Records for processing |
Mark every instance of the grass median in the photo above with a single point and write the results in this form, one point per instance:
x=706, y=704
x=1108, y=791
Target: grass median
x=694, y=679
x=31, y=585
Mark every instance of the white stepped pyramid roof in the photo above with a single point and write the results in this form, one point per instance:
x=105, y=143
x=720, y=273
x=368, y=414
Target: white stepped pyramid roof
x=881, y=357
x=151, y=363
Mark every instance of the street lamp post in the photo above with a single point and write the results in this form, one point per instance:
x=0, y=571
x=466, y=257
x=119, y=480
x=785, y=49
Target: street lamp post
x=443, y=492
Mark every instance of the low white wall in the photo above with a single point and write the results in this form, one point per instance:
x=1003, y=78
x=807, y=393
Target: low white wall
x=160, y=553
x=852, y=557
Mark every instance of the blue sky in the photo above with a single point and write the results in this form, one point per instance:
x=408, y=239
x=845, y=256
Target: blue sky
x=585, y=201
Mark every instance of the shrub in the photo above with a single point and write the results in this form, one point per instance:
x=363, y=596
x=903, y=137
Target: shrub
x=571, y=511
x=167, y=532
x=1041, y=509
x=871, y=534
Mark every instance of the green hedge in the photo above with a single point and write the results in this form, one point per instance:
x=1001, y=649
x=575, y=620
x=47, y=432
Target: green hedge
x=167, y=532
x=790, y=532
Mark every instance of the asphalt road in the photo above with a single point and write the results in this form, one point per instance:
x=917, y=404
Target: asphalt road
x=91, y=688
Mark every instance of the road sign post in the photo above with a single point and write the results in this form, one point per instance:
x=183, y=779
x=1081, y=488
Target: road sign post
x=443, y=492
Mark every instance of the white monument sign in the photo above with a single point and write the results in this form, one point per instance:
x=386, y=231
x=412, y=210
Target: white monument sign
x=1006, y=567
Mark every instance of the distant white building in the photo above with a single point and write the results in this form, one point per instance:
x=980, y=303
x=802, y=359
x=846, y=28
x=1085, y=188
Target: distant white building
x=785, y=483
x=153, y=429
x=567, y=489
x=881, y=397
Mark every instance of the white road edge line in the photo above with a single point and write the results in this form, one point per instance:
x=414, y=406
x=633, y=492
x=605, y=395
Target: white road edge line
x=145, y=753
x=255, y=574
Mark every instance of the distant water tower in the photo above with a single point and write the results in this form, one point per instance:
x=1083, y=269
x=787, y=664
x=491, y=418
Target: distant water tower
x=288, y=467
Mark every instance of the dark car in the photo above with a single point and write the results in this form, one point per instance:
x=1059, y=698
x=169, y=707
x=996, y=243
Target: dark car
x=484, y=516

Written exercise | Reproduce the lines above verbatim, from the line containing "Mark every instance of the distant water" through the last line, both included.

Reply |
Mark every instance of the distant water tower in the photo above with a single point and write the results in this form, one point per instance:
x=1083, y=269
x=787, y=664
x=491, y=418
Target: distant water tower
x=288, y=467
Mark every instance of the dark car in the photo above with a single point and write the results in this form, one point per instance:
x=1059, y=698
x=169, y=707
x=996, y=243
Target: dark car
x=484, y=516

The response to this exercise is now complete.